**SELECTED EXCERPT**

** start **

That really makes me realise how time has passed. If I remember correctly, I told Tom that I knew how to use the router and had been using a couple of them for many years and I think he was impressed, that is until I told him how I had made the pattern, which was by hand- making a male template from Hardboard, pinning it to the wood and going round it with what I later knew as a template guide but one that I thought for years was MY invention! The next time that I saw Tom he had drawings showing me how to make a FEMALE template that would produce a perfectly symmetrical pattern every time. Now, over the last few weeks I have shown how to make simple templates so why don't some of you make an attempt, bearing in mind it really is straight forward and the SINGLE template requires no special tools or skills.


----------



## gregW (Mar 14, 2007)

nicely done Harry  ...

you can almost hear hundreds of light bulbs turning on all over the world


----------



## gregW (Mar 14, 2007)

** end **

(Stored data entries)

** start **

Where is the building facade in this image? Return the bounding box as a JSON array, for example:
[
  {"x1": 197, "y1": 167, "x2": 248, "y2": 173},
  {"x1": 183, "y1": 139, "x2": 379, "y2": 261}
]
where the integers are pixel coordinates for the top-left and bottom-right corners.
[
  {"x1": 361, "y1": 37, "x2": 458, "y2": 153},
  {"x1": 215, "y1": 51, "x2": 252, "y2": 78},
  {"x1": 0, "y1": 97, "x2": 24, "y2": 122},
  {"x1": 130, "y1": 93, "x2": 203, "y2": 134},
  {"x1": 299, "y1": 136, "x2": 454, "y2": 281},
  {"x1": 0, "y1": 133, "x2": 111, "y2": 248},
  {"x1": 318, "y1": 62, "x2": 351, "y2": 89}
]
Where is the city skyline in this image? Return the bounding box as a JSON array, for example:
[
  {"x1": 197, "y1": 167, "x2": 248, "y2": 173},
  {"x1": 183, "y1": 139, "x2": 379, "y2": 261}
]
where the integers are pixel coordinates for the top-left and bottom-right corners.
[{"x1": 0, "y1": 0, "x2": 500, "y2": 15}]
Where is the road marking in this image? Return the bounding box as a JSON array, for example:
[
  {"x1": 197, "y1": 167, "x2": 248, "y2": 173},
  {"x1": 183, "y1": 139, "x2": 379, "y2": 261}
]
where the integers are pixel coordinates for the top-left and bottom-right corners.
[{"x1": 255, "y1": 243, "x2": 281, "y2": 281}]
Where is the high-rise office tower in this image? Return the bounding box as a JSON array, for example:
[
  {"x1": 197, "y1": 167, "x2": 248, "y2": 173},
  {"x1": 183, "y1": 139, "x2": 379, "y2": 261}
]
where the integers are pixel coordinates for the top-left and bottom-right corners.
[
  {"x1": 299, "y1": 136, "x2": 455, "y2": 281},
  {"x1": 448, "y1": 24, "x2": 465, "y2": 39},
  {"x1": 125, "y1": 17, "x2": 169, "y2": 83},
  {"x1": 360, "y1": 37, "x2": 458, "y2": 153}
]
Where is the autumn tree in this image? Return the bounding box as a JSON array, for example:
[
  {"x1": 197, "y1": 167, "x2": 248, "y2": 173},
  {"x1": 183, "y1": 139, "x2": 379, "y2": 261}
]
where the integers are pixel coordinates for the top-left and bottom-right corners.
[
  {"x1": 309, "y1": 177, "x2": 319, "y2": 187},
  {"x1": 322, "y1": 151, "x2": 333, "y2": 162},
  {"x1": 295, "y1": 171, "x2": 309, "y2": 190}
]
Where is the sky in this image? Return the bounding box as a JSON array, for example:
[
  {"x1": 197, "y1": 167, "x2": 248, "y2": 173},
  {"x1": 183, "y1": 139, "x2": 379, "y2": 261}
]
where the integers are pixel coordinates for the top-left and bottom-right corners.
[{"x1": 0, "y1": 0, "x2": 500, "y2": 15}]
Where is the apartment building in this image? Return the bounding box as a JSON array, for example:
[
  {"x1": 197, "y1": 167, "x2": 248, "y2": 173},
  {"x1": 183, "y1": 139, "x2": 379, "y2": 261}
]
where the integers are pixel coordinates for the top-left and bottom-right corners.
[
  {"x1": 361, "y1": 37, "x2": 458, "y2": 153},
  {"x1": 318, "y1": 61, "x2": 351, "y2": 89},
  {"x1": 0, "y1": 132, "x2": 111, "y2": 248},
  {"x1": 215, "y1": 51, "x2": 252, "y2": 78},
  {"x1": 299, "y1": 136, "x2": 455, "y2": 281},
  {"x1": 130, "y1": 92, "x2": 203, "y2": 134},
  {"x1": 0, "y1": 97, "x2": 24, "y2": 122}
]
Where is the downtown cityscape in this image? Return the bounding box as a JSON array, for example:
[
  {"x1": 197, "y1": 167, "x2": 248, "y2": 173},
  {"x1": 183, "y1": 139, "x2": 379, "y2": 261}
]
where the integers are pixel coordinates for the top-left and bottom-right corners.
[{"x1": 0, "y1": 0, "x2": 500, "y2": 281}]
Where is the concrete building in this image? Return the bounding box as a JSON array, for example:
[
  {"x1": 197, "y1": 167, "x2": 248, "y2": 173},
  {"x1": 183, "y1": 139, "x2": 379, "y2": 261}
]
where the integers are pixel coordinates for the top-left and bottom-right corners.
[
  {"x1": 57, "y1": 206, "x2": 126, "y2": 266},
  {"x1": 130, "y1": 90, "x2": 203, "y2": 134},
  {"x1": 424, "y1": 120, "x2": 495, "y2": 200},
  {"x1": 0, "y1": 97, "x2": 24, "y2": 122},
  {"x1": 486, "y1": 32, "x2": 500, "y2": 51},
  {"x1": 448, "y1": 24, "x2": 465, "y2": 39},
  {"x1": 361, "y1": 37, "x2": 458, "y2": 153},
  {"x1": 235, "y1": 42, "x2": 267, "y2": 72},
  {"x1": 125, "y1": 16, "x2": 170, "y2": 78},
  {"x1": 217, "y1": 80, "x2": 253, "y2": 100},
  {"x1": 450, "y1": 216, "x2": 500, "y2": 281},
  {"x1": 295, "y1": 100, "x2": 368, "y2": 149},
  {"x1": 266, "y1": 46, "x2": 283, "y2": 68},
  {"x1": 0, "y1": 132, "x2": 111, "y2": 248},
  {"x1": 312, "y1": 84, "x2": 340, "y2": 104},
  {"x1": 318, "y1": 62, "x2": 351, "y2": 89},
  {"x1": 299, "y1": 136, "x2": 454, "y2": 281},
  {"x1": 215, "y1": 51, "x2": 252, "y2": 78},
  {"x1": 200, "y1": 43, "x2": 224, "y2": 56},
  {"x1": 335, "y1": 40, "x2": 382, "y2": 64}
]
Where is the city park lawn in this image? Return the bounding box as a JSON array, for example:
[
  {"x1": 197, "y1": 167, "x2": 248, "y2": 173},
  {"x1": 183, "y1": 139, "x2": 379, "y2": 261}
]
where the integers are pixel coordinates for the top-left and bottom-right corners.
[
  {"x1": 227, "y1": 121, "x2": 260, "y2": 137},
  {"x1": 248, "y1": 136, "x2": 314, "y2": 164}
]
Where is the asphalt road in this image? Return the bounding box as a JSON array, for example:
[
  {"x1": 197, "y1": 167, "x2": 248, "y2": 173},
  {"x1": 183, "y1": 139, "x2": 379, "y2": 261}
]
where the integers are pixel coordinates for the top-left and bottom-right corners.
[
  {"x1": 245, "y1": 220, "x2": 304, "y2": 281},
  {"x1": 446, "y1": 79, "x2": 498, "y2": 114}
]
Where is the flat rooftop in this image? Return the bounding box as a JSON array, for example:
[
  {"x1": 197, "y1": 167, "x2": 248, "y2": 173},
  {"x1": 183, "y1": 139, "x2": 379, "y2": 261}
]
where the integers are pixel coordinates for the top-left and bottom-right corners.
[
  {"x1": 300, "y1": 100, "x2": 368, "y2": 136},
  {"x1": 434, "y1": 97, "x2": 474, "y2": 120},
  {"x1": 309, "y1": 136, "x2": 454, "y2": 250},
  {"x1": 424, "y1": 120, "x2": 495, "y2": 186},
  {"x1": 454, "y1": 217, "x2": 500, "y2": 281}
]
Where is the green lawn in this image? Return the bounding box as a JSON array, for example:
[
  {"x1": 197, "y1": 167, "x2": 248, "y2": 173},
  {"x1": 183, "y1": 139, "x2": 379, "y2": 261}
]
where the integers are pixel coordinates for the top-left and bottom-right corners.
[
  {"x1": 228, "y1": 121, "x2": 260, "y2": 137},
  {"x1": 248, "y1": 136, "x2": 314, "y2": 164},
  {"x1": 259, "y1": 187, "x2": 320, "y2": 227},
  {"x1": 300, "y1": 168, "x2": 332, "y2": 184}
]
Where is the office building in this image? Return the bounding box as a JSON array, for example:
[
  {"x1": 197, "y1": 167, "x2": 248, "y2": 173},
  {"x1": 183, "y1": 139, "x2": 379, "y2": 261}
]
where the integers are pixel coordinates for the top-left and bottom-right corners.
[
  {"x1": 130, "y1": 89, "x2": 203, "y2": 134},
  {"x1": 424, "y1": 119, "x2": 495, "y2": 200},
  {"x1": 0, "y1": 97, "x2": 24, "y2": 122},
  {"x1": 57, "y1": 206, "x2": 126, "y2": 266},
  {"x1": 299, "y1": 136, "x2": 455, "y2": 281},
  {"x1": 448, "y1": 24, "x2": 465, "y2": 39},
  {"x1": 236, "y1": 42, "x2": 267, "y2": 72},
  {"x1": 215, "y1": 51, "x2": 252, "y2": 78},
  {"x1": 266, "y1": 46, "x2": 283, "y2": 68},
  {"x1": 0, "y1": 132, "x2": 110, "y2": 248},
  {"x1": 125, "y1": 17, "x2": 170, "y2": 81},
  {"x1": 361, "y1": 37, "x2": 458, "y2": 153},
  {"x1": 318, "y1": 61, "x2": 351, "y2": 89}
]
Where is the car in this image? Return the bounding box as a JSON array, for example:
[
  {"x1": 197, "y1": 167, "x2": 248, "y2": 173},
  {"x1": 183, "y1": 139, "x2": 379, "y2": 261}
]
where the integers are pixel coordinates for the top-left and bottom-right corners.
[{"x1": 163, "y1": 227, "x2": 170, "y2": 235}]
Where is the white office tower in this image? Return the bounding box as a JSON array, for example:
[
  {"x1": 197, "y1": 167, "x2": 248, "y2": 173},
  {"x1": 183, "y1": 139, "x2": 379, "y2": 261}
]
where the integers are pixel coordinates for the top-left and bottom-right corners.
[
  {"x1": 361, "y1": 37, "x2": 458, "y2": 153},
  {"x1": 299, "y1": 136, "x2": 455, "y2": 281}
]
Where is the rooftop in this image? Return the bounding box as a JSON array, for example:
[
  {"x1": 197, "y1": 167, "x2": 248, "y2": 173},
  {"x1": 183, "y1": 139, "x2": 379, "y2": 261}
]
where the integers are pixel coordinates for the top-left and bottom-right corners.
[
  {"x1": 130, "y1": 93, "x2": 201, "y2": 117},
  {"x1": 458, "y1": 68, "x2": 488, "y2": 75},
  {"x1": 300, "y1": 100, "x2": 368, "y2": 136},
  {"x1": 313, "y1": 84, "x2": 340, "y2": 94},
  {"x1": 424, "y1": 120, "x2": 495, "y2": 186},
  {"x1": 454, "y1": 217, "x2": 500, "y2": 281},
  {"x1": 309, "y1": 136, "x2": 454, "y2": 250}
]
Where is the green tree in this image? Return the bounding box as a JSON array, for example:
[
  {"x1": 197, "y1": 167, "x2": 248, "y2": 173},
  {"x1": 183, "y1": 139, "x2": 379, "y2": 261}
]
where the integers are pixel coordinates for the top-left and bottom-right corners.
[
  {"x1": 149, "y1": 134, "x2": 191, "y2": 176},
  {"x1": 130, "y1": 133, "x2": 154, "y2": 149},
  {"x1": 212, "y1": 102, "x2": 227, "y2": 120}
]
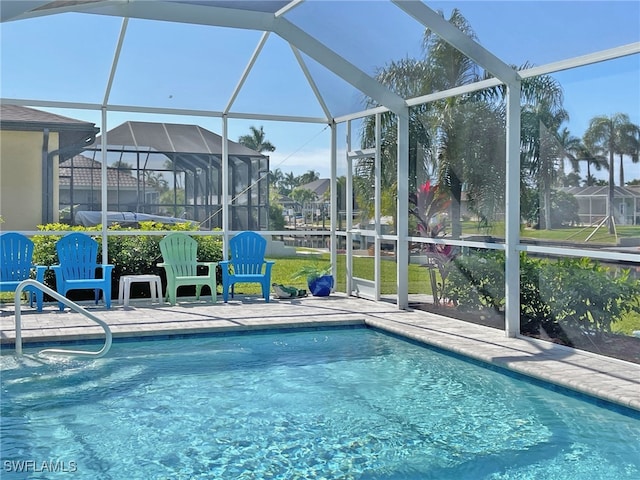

** end **

**DIRECTIONS**
1 - Summarize the forum thread about router templates in two sentences.
2 - Pick up the forum thread about router templates from the point where it stops, and keep writing it.

**WRITTEN ANSWERS**
1 - The writer recalls telling Tom about years of router use and a pattern made by hand with a hardboard male template and what was later known as a template guide, after which Tom brought drawings for a female template that gives a perfectly symmetrical pattern every time. The writer urges readers to try making a single template, which needs no special tools or skills, and gregW praises Harry, saying you can almost hear hundreds of light bulbs turning on all over the world.

2 -
Hi Tom,

I know how I would route that pattern, but after all the help and advice you've provided to me in the past it seems like I'm cheating 

It's great to see you back on the forum!! 




template tom said:


> I thought I would submit this design which Harry and I had a great deal of discussion with some Years ago and I suppose this could also have been one of the reasons Harry was converted to the use of the guides.
> Tom


----------



## Doyle (Mar 20, 2007)

Hi Harry, Doyle here.
That was a very good presentation. I truly like the mistakes, that places me a notch or two higher than I was before reading your post. You mention if only a handful of people are interested, it would not be worth the effort. I consider myself a part of the second half of your sentence, in that I am a reasonable show of interest as I am close to 300 lbs, I should count for more than one.So that makes it all worth while. 
You do good work, looking forward to reading more posts.
Take care
Doyle


----------



## harrysin (Jan 15, 2007)

Thanks for that Doyle.


----------



## challagan (Feb 7, 2006)

template tom said:


> I thought I would submit this design which Harry and I had a great deal of discussion with some Years ago and I suppose this could also have been one of the reasons Harry was converted to the use of the guides.
> Tom


I have been thinking about this design that Tom posted. I know how I would have done it then re read Harry's post and that would have been how I would have done it. I am looking forward to seeing how to do this one without pinning the pattern on top and following it with a guide to make a female pattern.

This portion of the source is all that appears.